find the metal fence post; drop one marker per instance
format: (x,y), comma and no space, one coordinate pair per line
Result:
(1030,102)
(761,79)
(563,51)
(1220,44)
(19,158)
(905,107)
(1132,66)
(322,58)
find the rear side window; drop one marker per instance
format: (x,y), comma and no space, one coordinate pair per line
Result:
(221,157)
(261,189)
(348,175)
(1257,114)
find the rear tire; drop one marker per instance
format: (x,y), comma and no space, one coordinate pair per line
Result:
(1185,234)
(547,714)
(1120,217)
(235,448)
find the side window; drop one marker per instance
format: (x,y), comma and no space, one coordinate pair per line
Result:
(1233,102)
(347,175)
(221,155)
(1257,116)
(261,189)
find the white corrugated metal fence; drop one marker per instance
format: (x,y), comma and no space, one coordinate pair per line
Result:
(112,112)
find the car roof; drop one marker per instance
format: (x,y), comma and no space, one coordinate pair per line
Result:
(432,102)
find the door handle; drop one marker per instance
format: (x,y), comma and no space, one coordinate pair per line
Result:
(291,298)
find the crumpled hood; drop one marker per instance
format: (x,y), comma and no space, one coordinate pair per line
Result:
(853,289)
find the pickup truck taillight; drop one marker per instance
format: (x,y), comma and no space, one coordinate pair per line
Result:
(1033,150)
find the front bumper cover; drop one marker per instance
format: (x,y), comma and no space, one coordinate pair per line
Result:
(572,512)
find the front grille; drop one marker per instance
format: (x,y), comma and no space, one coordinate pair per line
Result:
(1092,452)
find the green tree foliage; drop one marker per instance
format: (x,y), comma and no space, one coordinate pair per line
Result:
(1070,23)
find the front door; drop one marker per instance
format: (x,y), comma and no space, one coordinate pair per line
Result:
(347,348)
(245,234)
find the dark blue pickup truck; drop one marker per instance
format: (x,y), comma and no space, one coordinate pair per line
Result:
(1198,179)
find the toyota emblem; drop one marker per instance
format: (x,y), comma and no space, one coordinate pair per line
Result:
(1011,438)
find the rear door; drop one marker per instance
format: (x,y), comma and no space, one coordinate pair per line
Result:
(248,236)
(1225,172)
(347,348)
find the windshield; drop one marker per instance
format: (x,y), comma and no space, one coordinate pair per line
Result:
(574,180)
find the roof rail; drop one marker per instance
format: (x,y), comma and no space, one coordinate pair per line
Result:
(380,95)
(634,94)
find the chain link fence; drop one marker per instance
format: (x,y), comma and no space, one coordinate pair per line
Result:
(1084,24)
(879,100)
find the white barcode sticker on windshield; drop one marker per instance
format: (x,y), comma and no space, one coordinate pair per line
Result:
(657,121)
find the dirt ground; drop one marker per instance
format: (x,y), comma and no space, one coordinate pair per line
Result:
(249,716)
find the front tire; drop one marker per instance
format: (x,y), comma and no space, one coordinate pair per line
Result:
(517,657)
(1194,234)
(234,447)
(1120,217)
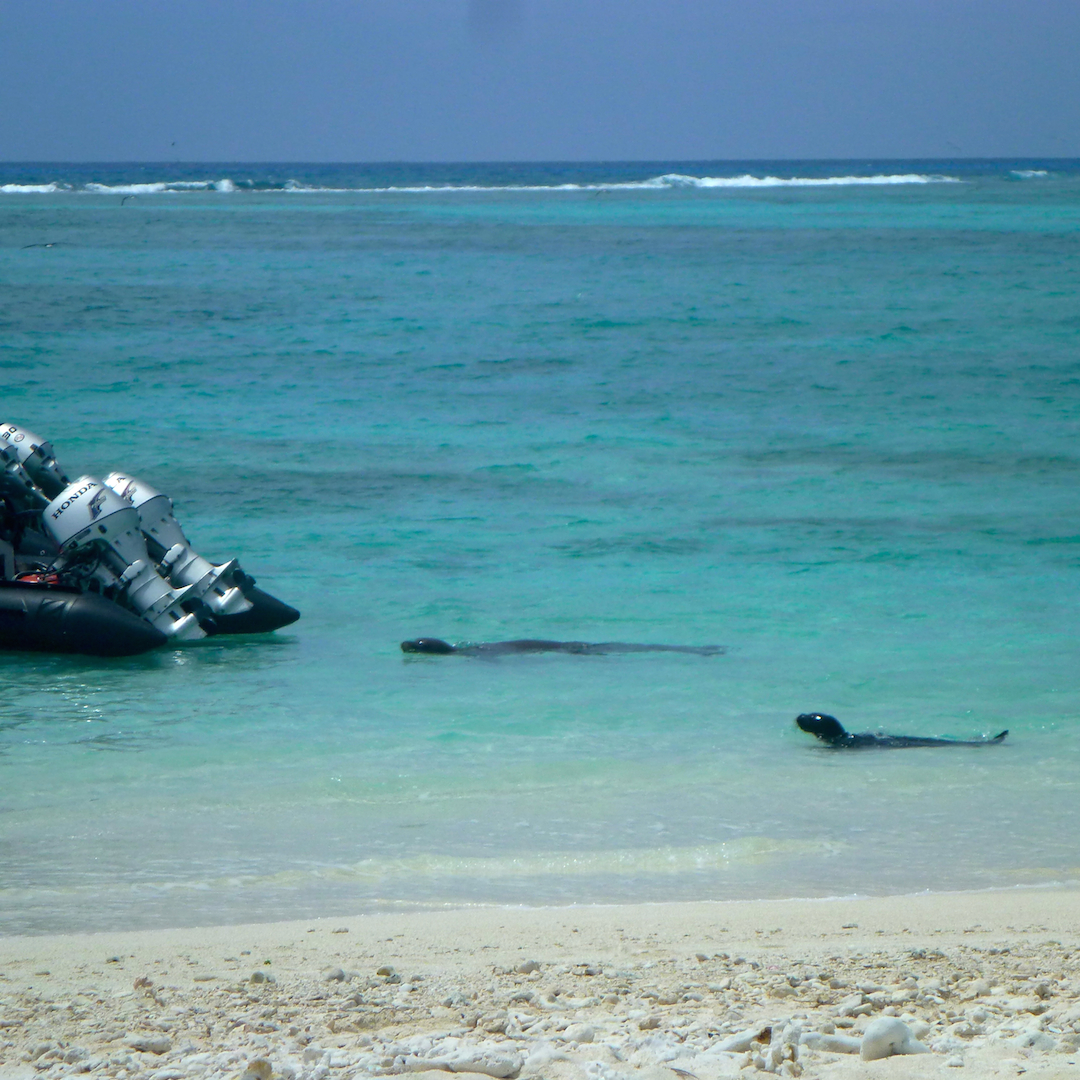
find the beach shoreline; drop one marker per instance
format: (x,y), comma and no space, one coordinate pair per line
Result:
(989,981)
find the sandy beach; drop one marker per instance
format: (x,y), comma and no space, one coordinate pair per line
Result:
(989,983)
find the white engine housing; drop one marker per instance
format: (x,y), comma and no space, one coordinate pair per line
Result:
(36,456)
(89,514)
(187,569)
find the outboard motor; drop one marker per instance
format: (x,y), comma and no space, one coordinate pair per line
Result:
(88,516)
(17,485)
(217,585)
(37,457)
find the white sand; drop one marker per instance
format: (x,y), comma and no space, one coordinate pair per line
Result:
(989,981)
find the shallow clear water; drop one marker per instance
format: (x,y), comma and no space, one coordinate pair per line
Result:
(831,427)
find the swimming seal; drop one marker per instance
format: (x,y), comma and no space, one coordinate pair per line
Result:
(829,730)
(437,647)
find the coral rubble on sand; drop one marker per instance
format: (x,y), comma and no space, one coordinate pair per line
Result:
(701,1015)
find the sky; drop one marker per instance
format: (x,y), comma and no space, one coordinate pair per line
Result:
(537,80)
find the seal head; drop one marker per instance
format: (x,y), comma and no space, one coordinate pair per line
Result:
(430,645)
(826,728)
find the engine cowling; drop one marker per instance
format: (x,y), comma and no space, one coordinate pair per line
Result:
(88,514)
(215,584)
(37,457)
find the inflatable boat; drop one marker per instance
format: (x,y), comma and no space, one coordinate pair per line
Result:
(103,566)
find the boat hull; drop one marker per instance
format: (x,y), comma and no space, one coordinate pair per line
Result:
(37,618)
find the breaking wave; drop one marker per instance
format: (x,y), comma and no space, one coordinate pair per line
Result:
(664,183)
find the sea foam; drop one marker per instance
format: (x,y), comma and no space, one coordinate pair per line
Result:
(665,183)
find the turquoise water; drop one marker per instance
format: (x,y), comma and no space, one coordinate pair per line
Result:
(829,426)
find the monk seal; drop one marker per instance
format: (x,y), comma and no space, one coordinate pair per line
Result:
(829,730)
(437,647)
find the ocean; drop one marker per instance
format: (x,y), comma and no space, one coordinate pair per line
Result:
(824,414)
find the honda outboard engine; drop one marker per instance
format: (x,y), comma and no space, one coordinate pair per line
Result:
(90,518)
(37,457)
(217,585)
(16,484)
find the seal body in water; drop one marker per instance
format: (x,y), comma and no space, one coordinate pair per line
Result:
(437,647)
(829,730)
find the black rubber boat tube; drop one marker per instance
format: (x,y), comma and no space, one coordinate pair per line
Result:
(46,619)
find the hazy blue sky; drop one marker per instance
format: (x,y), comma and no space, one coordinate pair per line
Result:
(459,80)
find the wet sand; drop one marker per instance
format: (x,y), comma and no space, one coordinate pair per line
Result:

::::::::::

--- WRITTEN EXERCISE ---
Copy each line above precisely, dropping the pictures.

--- EXERCISE RESPONSE ---
find the metal fence post; drop one marker per instance
format: (x,y), comma and no space, one coordinate pair per line
Result:
(1030,102)
(761,79)
(563,51)
(1220,44)
(19,158)
(905,107)
(1132,66)
(322,58)
find the rear side window; drop one marker per instance
format: (x,y), comma and no space, one coordinate pair per line
Result:
(221,157)
(261,189)
(348,175)
(1257,114)
find the rear tire; drop one marker per instance
format: (x,y), comma and no space, one coordinate pair per line
Result:
(1185,234)
(547,714)
(1120,217)
(235,448)
find the side window; drop one marker per instance
format: (x,y), comma and no space, one coordinate pair per line
Result:
(1233,102)
(347,175)
(221,155)
(1257,116)
(261,189)
find the white corrugated metal fence; drop one marker per instance
format: (x,y), comma and no space, one coordinate pair per line
Result:
(112,112)
find the car roof; drop one marker per instance
format: (x,y), comma and no space, one coordinate pair per line
Result:
(432,102)
find the door handle; drop one marker per instance
format: (x,y), comma and no space, one coordinate pair per line
Result:
(291,298)
find the crumpled hood; drop one marker per instance
format: (x,y), comma and no space, one coordinate pair per line
Result:
(853,289)
find the pickup truck taillight; drop one marker per instance
format: (x,y), comma and no space, one coordinate pair per line
Result:
(1033,150)
find the front bumper cover; drop one marker per instance
format: (x,y), comma and no space, one coordinate pair per line
Result:
(572,512)
find the front grille; drop one marker per instance
format: (x,y), comma and no space, one coordinate pair per line
Result:
(1092,452)
find the green tree foliage; drop one marker per instance
format: (x,y), comma and no space, one coordinate pair per line
Result:
(1070,23)
find the front door; drop one marker per instance
format: (x,y), comma and no space, one coordinate pair per line
Result:
(347,348)
(245,234)
find the dark blue pickup truck; drop one marker per instance
format: (x,y), comma and no space, one coordinate pair per line
Result:
(1198,179)
find the toyota emblem; drop one marker per instance
format: (x,y), comma and no space, one coordinate pair per line
Result:
(1011,438)
find the rear door; drop one marker per instance
format: (x,y), comma and no space, one coordinate pair per line
Result:
(248,236)
(1225,172)
(347,348)
find the windshield; drop one marker per instance
format: (x,y), comma and no space, one coordinate pair per line
Result:
(574,180)
find the roof rail; drop one marker per instance
format: (x,y), comma and no space, one coordinate pair per line
Result:
(380,95)
(634,94)
find the chain link fence; drop one marker per instance
format: (x,y), comma and no space, one coordinate pair per line
Result:
(1084,24)
(879,100)
find the white barcode sticker on windshield; drop one marker per instance
format: (x,y), comma and no space, one coordinate pair per line
Result:
(657,121)
find the dirt ground; drop one marker per instance
format: (x,y), comma and no space, one coordinate pair per line
Result:
(249,716)
find the front tire; drop one marker per instance
format: (x,y), comma and no space, one coordinate pair per line
Result:
(517,657)
(1194,234)
(234,447)
(1120,217)
find the beach shoreline; drop one marker per instance
format: (x,y), comma and no space, one coordinate pair per line
Result:
(989,981)
find the sandy beach; drop one marker per instance
format: (x,y), comma and no space, one coordinate pair per line
Result:
(989,983)
find the white engine housing; drop one marker per instance
format: (x,y), comma and no space, one coordinate pair per line
Result:
(36,456)
(89,514)
(187,569)
find the outboard motor; drop one marker per instance
format: (x,y), comma and no space, one coordinate pair per line
Result:
(88,516)
(17,485)
(217,585)
(37,457)
find the white sand; drop one marker per instance
format: (x,y), comma and no space, one coordinate pair per line
Result:
(989,981)
find the shallow clear water; drop one marker per instance
format: (x,y), comma and no space, one coordinate pair per line
Result:
(831,427)
find the swimming seal; drop one marker per instance
format: (x,y), comma and no space, one coordinate pair per line
Result:
(829,730)
(437,647)
find the coral rubble on sand; drop one marker per instance
format: (x,y), comma and no space, one coordinate pair per line
Result:
(701,1015)
find the sky; drop one marker per instance
format: (x,y), comma and no space, one coordinate pair per line
Result:
(537,80)
find the seal head; drop one marker per instance
format: (x,y), comma and no space, one coordinate pair per line
Result:
(430,645)
(826,728)
find the engine cowling; drop one marker per instance
format: (x,y), comma and no space, one coordinate pair per line
Result:
(88,514)
(215,584)
(37,457)
find the inflatable boat; drop one marker per instance
format: (x,y), comma and no space, one coordinate pair per line
Result:
(103,566)
find the boat hull; drop one marker per instance
format: (x,y), comma and no space, one coordinate pair per line
Result:
(37,618)
find the breaking wave; drop one marker per instance
format: (x,y), comma and no space, one coordinate pair per line
Result:
(664,183)
find the sea foam; drop one marker per instance
format: (x,y), comma and no space, one coordinate pair per line
Result:
(665,183)
find the turquoise water; drop one marker per instance
format: (x,y), comma and no space, one coordinate pair per line
Result:
(829,426)
find the monk seal; drop one marker per instance
format: (x,y), comma and no space, one coordinate pair per line
Result:
(829,730)
(437,647)
find the ocean; drop one marker per instance
format: (x,y), comma and no space, one coordinate pair per line
Result:
(824,414)
find the honda outboard engine; drop one marker per instance
format: (x,y), comma and no space, one coordinate pair per line
Result:
(90,518)
(37,457)
(217,585)
(16,484)
find the seal body in water; drop one marker per instance
format: (x,y), comma and no space, one coordinate pair per line
Result:
(437,647)
(829,730)
find the black rubber boat tube; drop one marker per instance
format: (x,y), comma and no space, one coordinate pair per line
Result:
(46,619)
find the hazy blue sky; drop one marker per instance
format: (x,y), comma and no space, one coordinate pair per line
Result:
(459,80)
find the wet sand; drop one marker per instance
format: (x,y), comma and no space, one coordinate pair per line
Result:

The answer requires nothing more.